- **Given information**
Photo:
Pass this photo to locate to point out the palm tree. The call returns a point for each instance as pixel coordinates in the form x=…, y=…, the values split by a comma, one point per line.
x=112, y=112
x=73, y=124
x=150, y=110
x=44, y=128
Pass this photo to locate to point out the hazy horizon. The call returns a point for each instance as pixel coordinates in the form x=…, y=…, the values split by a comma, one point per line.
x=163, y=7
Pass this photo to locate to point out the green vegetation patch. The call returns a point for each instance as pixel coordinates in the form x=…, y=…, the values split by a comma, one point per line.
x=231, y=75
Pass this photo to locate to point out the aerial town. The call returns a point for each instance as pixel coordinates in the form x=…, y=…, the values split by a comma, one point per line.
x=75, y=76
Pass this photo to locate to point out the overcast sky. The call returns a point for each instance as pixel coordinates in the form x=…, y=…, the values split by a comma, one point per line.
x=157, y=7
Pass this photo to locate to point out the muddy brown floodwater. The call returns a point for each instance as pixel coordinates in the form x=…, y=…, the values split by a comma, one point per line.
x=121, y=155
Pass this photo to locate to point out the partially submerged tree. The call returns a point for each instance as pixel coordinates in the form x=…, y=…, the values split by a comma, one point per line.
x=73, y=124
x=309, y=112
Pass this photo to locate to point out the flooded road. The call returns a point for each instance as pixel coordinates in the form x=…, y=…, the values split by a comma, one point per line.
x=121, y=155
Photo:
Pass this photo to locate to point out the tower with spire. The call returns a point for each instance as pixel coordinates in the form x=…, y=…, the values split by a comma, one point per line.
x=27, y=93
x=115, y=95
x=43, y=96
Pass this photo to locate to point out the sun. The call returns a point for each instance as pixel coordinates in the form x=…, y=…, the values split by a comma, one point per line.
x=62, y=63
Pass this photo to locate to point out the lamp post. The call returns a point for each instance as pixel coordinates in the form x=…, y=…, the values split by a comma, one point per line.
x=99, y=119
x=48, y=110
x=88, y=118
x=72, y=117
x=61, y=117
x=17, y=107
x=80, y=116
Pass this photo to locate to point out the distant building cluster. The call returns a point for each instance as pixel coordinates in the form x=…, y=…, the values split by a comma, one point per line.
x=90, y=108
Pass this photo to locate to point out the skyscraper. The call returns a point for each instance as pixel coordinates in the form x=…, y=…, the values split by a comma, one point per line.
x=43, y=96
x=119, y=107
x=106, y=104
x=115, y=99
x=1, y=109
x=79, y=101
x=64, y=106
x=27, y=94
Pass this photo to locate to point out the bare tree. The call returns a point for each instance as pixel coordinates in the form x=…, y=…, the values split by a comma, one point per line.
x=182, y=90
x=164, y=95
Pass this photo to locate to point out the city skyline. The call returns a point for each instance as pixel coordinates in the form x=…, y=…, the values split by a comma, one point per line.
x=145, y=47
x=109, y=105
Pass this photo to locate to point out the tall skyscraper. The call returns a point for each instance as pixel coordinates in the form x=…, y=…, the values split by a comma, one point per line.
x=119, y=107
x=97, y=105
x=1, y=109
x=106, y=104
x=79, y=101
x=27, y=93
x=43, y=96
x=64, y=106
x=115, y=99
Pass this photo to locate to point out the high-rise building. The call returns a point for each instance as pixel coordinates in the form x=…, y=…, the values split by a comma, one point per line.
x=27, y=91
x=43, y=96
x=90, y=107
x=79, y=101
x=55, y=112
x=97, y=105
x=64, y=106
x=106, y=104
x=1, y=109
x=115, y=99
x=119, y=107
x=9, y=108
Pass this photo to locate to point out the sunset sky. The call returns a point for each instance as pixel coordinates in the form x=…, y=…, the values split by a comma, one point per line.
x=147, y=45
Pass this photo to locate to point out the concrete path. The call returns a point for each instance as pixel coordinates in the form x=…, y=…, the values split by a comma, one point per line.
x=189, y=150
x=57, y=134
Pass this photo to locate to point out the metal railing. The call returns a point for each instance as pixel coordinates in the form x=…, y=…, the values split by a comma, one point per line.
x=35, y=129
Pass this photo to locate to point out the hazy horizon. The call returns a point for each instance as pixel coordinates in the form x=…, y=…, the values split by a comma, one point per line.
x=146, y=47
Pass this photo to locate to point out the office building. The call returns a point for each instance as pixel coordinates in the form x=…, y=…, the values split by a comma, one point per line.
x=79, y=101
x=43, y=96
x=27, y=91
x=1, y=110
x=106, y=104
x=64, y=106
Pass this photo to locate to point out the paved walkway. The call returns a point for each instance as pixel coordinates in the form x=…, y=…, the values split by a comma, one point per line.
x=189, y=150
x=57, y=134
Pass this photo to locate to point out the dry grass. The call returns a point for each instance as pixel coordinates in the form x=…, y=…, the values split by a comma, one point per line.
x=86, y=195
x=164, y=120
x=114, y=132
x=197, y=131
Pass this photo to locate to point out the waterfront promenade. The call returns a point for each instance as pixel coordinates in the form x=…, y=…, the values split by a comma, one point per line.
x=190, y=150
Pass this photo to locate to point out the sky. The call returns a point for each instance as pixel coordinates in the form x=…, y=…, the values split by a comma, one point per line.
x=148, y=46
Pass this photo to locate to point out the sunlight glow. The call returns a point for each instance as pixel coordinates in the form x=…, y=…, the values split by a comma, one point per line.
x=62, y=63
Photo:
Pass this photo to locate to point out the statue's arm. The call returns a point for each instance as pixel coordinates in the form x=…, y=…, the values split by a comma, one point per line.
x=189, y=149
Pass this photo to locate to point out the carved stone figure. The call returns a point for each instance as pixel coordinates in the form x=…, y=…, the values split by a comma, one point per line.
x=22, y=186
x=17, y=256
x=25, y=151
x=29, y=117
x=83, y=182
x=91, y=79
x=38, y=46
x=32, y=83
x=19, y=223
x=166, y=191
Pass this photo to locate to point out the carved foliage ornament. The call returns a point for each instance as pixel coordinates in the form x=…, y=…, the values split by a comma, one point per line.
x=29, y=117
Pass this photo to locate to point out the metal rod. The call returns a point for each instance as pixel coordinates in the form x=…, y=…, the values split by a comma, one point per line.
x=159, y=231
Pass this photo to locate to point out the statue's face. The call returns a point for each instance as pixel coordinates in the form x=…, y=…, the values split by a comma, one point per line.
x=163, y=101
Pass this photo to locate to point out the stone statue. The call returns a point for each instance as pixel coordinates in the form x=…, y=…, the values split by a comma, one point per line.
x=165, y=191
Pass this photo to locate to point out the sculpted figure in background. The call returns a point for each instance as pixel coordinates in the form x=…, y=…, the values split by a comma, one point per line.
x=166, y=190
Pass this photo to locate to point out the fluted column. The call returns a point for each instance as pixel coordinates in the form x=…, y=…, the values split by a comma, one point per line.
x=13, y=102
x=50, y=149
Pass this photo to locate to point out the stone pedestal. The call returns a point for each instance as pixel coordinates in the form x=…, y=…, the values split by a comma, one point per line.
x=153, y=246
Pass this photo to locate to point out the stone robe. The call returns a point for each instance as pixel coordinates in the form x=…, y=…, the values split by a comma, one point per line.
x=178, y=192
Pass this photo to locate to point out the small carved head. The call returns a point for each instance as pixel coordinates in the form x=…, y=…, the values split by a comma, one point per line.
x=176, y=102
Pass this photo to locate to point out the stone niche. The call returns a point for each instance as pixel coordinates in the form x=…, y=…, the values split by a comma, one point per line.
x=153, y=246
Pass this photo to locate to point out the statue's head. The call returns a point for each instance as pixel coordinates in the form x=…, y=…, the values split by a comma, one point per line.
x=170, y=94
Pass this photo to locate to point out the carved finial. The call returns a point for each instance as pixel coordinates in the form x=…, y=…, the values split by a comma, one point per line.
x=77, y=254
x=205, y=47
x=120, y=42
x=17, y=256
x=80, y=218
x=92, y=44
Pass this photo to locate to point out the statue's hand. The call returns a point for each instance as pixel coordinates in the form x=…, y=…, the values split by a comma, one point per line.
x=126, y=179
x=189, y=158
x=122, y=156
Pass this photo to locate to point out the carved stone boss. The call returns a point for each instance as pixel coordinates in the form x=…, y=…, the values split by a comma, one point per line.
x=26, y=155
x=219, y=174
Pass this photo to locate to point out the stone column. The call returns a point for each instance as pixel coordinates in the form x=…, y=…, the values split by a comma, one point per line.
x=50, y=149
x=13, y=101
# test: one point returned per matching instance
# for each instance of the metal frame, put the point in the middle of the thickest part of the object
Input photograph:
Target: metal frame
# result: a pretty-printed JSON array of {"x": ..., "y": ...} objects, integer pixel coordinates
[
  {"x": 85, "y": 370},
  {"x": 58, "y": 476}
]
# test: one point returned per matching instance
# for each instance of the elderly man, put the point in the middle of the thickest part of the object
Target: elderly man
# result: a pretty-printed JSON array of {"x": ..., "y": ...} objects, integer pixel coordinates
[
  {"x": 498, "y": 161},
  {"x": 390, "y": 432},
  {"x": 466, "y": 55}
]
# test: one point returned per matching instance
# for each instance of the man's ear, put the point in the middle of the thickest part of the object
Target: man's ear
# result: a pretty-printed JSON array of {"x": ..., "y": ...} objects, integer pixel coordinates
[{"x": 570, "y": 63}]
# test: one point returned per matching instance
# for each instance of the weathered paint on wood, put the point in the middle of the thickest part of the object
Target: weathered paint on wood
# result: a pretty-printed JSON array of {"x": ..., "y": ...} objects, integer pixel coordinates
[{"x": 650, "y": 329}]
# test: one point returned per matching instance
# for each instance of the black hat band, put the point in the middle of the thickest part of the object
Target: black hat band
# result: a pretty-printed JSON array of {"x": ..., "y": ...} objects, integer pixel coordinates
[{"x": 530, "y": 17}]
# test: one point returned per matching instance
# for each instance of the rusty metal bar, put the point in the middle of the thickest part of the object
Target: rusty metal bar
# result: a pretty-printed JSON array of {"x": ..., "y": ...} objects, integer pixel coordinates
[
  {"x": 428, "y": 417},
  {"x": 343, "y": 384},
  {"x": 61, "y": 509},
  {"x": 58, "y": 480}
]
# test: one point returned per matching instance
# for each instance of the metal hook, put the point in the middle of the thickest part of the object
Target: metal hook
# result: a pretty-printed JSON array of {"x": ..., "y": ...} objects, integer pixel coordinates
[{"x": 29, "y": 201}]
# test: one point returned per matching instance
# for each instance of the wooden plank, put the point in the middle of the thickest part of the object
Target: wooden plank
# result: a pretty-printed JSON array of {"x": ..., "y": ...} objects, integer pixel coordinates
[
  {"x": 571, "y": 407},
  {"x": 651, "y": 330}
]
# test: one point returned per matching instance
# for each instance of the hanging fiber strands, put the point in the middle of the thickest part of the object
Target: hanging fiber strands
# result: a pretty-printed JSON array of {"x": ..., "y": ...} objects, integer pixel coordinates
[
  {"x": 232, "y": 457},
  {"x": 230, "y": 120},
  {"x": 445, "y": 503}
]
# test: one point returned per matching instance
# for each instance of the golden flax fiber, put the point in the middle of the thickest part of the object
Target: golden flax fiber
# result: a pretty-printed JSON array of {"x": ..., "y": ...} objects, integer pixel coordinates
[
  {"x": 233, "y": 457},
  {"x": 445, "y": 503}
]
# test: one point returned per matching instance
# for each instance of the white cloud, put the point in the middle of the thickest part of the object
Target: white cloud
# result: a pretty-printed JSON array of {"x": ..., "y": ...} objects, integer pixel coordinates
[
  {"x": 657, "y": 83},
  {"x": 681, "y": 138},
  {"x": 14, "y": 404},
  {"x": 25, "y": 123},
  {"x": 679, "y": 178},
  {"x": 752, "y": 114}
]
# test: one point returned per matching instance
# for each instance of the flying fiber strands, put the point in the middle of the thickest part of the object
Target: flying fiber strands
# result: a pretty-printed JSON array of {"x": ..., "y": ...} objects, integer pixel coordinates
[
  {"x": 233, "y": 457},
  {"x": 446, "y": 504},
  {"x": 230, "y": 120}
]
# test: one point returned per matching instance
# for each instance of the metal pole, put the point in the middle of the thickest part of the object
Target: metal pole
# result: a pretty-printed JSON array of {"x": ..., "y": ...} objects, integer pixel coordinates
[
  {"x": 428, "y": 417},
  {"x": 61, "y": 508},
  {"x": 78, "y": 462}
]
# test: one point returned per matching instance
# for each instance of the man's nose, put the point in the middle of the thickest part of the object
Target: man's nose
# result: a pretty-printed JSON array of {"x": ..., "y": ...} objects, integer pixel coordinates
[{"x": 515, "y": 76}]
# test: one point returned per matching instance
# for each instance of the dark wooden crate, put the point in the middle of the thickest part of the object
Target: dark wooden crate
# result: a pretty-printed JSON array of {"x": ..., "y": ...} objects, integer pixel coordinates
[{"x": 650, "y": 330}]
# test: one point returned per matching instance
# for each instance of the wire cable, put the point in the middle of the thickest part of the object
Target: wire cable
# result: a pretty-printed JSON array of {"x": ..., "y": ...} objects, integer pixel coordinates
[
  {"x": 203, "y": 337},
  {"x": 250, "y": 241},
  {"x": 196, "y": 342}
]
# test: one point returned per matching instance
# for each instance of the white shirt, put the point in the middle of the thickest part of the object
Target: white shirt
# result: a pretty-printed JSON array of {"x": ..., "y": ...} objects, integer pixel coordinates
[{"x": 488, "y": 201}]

- **Aim of the task**
For the material above, reproduce exactly the lines from the line with "# for each instance of the metal hook, put" to the line with "Target: hanging fiber strands", inclusive, and exclude all others.

- **Expected output**
# for each instance of the metal hook, put the point in the middle of the thickest part of the object
Target: metal hook
# result: a pretty-printed JSON array of {"x": ..., "y": ...} objects, integer pixel coordinates
[{"x": 29, "y": 201}]
# test: one point returned per matching instance
# for each instance of the wooden plank, put the point in the middle of the thickest part of the object
Target: wooden plank
# result: a pretty-printed JSON array of {"x": ..., "y": ...} objects, integer pixel coordinates
[
  {"x": 571, "y": 407},
  {"x": 651, "y": 330}
]
# test: one point returned per matching instance
# for each instance of the hanging fiber strands, put the point in the middle of the thickest part of the object
Target: hanging fiber strands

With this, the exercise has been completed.